Pick up the biography of Richard Randerson below where it stops, and continue it.

• Text shown:

_ _ _ _

= Richard Randerson =

New Zealand Anglican bishop

John Richard Randerson (born 1940) is a New Zealand Anglican cleric who served as Dean of Holy Trinity Cathedral, Auckland from 2000 to 2007. He was also Vicar-General, from 1999, and Assistant Bishop of the Anglican Diocese of Auckland in the Anglican Church in Aotearoa, New Zealand and Polynesia from 2002.

== Early life and education ==
Randerson was born in Takapuna in 1940.

He received degrees of BA and MA(Hons) (1961) and BD (1964) from the University of Otago, STM (1969) from the Union Theological Seminary, New York, and DMin (1987) from the San Francisco Theological Seminary, Berkeley.

==Career==
Randerson was ordained a deacon in 1964, and ordained a priest in 1965; he was consecrated a bishop on 21 December 1994, and served as Assistant Bishop of Canberra and Goulburn in the Diocese of Canberra, 1994–1999, in the Province of New South Wales, of the Anglican Church of Australia. On his leaving to return to New Zealand, Brendan Smyth, the ACT Minister for Urban Services, made a Speech of Commendation in the Legislative Assembly describing Bishop Randerson's contribution to the State.

_ _ _ _

• Data provided:
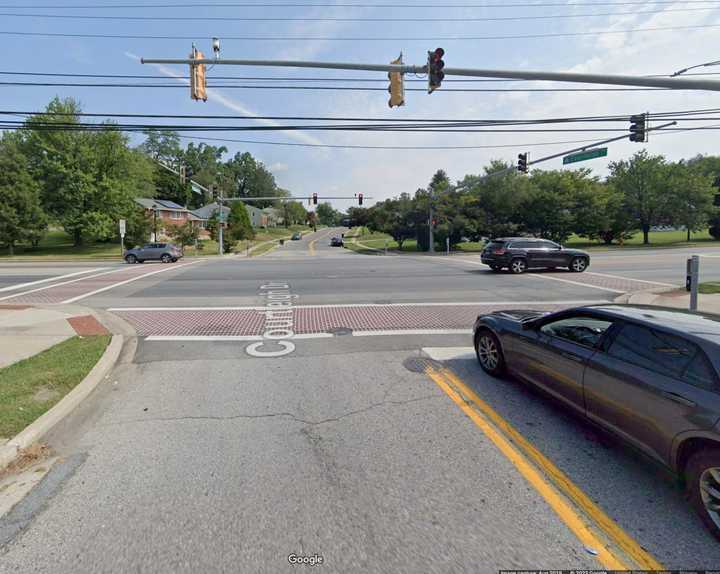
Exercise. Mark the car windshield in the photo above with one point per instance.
(276, 279)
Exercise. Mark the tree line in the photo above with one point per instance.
(638, 194)
(56, 171)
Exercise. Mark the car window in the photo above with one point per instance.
(548, 245)
(654, 350)
(700, 373)
(586, 331)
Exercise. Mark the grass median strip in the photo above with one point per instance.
(29, 388)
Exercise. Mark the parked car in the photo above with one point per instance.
(165, 252)
(649, 375)
(518, 254)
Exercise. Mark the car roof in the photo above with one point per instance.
(519, 239)
(700, 325)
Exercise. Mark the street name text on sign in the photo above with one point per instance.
(585, 155)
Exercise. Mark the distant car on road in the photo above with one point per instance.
(650, 375)
(165, 252)
(518, 254)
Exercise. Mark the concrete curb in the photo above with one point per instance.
(35, 431)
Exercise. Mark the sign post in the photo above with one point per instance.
(122, 237)
(585, 155)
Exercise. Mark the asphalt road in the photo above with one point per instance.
(196, 456)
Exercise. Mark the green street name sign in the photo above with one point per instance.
(583, 155)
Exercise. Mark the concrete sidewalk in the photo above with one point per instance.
(675, 299)
(26, 330)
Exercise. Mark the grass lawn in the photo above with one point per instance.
(657, 239)
(31, 387)
(709, 288)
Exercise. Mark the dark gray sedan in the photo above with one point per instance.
(165, 252)
(650, 375)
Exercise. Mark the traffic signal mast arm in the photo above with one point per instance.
(605, 79)
(566, 152)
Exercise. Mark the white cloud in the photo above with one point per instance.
(278, 167)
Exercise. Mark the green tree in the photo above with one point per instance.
(691, 200)
(326, 215)
(185, 234)
(294, 213)
(239, 226)
(21, 216)
(139, 226)
(89, 178)
(644, 182)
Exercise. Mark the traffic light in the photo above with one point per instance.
(197, 77)
(638, 127)
(435, 66)
(396, 87)
(522, 162)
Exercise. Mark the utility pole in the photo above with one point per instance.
(220, 221)
(431, 234)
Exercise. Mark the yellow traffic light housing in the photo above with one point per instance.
(396, 88)
(197, 77)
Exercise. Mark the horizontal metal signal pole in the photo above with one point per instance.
(676, 83)
(290, 198)
(566, 152)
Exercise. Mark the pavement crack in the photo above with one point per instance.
(290, 416)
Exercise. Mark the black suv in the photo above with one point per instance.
(519, 254)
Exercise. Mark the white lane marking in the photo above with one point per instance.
(539, 276)
(412, 332)
(629, 279)
(55, 278)
(181, 338)
(60, 284)
(449, 353)
(108, 287)
(349, 305)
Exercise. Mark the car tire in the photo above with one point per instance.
(518, 266)
(489, 352)
(703, 471)
(578, 264)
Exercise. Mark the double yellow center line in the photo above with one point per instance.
(582, 516)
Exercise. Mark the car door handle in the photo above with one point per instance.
(678, 398)
(573, 357)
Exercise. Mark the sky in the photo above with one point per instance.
(377, 173)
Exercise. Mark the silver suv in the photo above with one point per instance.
(165, 252)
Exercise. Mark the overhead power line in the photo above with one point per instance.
(291, 78)
(349, 5)
(348, 19)
(286, 38)
(324, 88)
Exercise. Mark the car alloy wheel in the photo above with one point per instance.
(578, 265)
(518, 266)
(488, 353)
(710, 493)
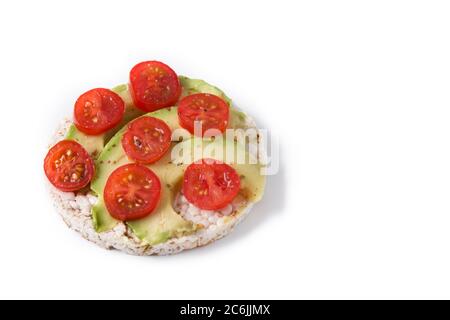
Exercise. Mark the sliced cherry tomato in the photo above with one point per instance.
(98, 110)
(132, 192)
(154, 85)
(146, 140)
(208, 110)
(210, 185)
(68, 166)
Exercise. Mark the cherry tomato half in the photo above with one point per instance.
(154, 85)
(98, 110)
(68, 166)
(210, 185)
(132, 192)
(146, 140)
(208, 110)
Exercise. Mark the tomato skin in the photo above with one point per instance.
(146, 140)
(132, 192)
(98, 110)
(154, 85)
(68, 166)
(210, 185)
(210, 109)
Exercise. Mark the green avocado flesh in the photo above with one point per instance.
(164, 222)
(94, 144)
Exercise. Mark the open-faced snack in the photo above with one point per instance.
(155, 166)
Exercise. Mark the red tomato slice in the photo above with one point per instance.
(146, 140)
(98, 110)
(154, 85)
(210, 185)
(132, 192)
(68, 166)
(208, 109)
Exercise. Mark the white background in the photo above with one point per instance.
(357, 92)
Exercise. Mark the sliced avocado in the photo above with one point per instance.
(94, 144)
(164, 223)
(191, 86)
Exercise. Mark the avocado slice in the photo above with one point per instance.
(94, 144)
(191, 86)
(164, 223)
(161, 226)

_ _ _ _

• Exercise output:
He has written two publications about Christianity and market-based economic ideology; Christian Ethics and the New Zealand Economy published in 1987, and Hearts and Minds: a place for people in a market economy published in 1992. A third book, A Word in Season: Reflections on spirituality, faith and ethics, was published in 2008.

Randerson has contributed to the development of government policy in New Zealand. He was a member of the Royal Commission on Genetic Modification, from 2000 to 2001. He was among a group of church leaders who supported the 2007 repeal of Section 59 of the Crimes Act, the section of the act that allowed New Zealand parents and guardians to use force against children in certain circumstances. In 2011 he served as Deputy Chair on New Zealand's Advisory Committee on Assisted Reproductive Technology, also known as 'ACART'.

In 2007 he attracted controversy for expressing concern for the well-being of patients in a proposed health workers' strike. He also attracted controversy for stating that as he did not believe God's existence could be scientifically proved, he could be considered an agnostic from a scientific perspective.
His comments were interpreted in some quarters as an admission that he himself doubted the existence of God.

==Personal life==
Randerson is married with three children, including the playwright Jo Randerson. His brother, Tony Randerson, is a judge to the Court of Appeal of New Zealand.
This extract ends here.